Predicting unknow case - treated HDPE + SWCNT¶

In [ ]:
file_name_HDPEtreated_SWCNT = (
    "data-evaluation/HDPEtreated_SWCNT_data-set-6.csv"
)
data_HDPEtreated_SWCNT = pd.read_csv(
    file_name_HDPEtreated_SWCNT, index_col=None, header=0
)
data_HDPEtreated_SWCNT_clean = data_HDPEtreated_SWCNT.drop(
    ["polymer_p2", "ratio_1_2", "filler_2", "wt_l2", "owner", "foaming"],
    axis=1,
)
unknown_data = data_HDPEtreated_SWCNT_clean.copy()
unknown_data["conductivity"] = float("NaN")
unknown_data_clean = unknown_data.copy()
unknown_data_clean = map_string_to_num(unknown_data_clean)
# Pull out columns for X (data to train with) and Y (value to predict)
X_unknown_data = unknown_data_clean.drop("conductivity", axis=1).values
X_scaled_unknown_data = X_scaler.transform(X_unknown_data)
# Calculate predictions
predicted_unknown_data = model.predict(X_scaled_unknown_data)
____________________
Stated task 1: Pull out every line in the entries below that contains the word "ocean", matching its case exactly.

Rows from a dataset:
____________________
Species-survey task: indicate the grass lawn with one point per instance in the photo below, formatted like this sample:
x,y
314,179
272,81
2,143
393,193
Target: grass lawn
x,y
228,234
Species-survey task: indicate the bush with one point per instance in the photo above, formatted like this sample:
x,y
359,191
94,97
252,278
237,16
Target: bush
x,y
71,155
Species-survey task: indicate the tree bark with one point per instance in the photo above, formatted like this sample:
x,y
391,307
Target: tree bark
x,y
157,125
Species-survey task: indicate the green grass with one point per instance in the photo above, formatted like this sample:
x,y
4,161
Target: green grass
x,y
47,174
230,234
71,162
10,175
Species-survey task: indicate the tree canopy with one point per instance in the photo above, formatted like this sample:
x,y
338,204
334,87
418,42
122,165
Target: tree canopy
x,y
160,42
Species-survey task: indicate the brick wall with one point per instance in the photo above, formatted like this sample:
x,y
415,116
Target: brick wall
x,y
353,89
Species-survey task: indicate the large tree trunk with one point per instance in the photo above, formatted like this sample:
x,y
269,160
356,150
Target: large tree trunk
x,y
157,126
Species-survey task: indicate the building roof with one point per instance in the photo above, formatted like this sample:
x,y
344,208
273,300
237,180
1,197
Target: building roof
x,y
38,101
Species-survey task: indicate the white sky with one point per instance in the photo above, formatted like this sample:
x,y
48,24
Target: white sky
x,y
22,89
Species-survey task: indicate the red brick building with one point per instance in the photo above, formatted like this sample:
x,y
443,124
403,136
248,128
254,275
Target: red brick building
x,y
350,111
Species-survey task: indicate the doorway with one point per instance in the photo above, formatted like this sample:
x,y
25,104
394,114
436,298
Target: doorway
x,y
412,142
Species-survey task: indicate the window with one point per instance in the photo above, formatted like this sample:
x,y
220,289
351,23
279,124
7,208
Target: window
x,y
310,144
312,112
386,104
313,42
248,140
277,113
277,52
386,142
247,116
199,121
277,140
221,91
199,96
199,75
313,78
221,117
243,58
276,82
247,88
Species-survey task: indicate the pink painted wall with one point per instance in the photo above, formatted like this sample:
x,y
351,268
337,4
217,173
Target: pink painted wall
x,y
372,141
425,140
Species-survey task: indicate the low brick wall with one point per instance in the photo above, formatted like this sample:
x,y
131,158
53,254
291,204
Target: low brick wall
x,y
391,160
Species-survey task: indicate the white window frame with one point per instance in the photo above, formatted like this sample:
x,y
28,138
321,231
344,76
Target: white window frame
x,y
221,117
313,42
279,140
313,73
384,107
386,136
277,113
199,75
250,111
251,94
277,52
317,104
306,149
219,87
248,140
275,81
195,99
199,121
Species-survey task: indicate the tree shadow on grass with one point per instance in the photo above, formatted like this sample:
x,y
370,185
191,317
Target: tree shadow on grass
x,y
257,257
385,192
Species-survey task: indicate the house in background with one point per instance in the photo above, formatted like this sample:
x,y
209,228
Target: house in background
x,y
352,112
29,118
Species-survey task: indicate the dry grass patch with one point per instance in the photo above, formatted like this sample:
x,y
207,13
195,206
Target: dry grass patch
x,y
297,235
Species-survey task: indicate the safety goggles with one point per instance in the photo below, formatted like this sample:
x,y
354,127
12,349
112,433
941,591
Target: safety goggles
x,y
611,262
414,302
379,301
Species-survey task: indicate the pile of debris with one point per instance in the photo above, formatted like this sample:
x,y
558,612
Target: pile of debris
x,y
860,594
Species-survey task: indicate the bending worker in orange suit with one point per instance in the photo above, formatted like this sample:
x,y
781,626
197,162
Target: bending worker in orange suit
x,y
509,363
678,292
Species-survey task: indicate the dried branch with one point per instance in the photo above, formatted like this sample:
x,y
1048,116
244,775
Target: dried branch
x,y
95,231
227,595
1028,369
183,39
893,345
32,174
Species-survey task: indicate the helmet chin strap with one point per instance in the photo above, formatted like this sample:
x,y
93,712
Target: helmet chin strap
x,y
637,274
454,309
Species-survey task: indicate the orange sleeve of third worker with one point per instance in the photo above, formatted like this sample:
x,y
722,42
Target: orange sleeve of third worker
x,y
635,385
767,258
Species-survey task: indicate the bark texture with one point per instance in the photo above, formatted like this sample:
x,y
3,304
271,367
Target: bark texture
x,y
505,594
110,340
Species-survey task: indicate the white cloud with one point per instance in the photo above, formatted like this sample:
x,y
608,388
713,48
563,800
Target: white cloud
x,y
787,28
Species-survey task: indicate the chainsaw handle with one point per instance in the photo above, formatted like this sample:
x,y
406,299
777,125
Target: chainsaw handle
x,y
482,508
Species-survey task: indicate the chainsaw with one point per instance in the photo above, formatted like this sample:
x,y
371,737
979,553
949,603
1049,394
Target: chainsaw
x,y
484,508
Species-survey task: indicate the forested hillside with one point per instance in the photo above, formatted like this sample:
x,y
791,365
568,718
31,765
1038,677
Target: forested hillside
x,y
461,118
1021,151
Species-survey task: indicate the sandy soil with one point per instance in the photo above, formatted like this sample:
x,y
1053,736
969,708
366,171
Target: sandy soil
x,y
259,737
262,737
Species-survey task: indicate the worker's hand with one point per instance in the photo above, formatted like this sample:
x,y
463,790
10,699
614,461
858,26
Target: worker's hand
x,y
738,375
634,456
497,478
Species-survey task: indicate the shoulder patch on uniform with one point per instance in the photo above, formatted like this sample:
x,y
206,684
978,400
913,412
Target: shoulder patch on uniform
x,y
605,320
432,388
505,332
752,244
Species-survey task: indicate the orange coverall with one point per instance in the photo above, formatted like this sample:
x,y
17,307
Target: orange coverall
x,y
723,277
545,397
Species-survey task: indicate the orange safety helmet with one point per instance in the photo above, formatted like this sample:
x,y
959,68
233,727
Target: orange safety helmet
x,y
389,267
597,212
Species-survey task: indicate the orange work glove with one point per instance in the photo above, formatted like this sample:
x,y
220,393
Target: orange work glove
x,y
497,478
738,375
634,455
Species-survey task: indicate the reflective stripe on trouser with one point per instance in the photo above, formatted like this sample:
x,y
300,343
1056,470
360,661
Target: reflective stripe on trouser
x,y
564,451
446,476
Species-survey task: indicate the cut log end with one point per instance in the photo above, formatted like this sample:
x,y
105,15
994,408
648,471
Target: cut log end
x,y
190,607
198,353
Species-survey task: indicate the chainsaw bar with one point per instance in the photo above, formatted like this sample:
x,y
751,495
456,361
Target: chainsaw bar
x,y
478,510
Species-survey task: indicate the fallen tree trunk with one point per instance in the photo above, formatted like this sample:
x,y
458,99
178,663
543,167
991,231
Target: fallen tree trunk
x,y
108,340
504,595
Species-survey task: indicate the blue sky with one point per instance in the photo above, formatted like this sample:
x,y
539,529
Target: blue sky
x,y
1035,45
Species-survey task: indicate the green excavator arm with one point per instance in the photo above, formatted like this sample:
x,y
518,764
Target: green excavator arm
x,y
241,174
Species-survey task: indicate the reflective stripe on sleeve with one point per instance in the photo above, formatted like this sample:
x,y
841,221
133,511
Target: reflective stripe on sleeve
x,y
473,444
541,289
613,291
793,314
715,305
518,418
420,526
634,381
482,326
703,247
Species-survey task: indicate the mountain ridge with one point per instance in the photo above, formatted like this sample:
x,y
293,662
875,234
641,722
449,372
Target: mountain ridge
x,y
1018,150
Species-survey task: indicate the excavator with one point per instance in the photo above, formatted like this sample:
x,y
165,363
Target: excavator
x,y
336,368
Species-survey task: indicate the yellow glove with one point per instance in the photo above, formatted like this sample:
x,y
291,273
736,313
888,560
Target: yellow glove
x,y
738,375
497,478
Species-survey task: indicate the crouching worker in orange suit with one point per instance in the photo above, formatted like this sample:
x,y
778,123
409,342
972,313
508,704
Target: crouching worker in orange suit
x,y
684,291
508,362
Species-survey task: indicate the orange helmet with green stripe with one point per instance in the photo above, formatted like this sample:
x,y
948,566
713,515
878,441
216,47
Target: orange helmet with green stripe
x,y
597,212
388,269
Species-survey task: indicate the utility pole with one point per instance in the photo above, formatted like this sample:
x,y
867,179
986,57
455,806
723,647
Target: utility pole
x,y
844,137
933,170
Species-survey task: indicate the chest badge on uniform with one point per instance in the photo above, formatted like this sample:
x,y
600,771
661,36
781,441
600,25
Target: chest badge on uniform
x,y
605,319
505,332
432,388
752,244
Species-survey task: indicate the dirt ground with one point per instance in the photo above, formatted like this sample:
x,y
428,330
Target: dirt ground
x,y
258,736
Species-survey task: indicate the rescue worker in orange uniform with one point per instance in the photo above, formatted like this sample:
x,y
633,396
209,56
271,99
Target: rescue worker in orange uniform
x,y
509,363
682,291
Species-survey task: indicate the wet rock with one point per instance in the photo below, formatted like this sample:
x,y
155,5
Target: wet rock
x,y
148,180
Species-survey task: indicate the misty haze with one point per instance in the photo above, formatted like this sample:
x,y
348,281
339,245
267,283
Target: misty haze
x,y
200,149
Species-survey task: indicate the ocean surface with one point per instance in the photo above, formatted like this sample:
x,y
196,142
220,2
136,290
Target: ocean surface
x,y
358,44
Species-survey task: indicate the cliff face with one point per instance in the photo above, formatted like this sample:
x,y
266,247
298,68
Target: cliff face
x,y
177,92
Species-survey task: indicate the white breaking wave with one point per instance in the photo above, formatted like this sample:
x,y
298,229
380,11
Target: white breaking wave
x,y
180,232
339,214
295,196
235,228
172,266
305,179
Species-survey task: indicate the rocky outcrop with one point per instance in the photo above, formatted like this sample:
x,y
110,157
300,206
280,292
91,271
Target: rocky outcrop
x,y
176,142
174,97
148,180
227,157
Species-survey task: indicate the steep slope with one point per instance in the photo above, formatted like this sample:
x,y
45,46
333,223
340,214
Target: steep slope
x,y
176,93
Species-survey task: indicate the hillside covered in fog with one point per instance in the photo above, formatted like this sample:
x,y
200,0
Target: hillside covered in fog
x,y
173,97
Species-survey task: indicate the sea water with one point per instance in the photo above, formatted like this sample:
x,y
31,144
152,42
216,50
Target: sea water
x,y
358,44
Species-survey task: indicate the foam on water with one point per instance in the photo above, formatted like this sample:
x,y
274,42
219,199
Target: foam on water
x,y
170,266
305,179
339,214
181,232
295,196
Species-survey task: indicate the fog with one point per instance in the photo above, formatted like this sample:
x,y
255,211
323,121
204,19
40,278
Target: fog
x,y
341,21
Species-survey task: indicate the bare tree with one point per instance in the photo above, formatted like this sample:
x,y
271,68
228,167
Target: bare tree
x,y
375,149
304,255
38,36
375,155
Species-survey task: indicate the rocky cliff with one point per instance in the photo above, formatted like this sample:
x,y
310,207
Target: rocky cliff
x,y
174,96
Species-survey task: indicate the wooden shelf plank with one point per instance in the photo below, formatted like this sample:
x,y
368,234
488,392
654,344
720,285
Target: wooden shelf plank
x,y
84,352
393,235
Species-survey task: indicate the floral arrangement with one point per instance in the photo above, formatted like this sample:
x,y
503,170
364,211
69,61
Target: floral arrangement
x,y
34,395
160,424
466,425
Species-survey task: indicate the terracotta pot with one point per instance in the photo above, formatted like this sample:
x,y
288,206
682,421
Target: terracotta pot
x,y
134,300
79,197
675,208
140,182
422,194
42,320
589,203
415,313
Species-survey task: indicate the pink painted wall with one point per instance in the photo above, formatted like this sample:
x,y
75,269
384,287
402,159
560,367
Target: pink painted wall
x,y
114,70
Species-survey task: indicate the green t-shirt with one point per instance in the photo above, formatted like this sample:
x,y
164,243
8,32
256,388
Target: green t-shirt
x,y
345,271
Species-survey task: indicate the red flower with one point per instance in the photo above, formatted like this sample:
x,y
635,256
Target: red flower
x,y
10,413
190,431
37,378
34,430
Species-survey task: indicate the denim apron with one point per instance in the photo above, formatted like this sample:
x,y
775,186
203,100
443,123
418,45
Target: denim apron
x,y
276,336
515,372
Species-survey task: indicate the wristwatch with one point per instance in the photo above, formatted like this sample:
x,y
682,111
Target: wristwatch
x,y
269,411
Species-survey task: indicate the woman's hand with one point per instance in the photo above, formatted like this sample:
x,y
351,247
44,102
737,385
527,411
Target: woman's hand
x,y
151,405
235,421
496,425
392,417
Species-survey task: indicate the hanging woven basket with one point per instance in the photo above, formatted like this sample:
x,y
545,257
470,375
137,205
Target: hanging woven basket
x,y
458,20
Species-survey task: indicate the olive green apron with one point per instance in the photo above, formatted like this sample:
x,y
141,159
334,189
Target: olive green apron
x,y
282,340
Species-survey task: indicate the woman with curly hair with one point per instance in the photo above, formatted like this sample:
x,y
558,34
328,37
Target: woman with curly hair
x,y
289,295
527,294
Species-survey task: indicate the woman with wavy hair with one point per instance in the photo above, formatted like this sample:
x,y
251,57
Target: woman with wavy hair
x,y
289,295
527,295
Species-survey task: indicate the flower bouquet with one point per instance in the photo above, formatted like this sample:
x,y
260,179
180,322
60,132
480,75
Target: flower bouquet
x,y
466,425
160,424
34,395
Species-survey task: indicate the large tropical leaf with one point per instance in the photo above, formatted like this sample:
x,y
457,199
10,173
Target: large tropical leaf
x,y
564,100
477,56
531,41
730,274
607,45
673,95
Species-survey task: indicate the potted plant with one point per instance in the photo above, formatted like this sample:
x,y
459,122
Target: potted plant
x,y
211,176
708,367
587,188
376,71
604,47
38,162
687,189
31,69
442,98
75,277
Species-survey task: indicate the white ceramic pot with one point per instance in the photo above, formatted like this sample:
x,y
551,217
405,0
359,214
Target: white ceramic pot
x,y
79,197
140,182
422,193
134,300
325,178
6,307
____________________
Stated task 2: In the notebook code, which column of the unknown data is filled with NaN before the predictions are made?

Result 1:
Species-survey task: indicate the ocean surface with one point per instance in the photo above, formatted like this sample:
Target: ocean surface

Result 2: The "conductivity" column.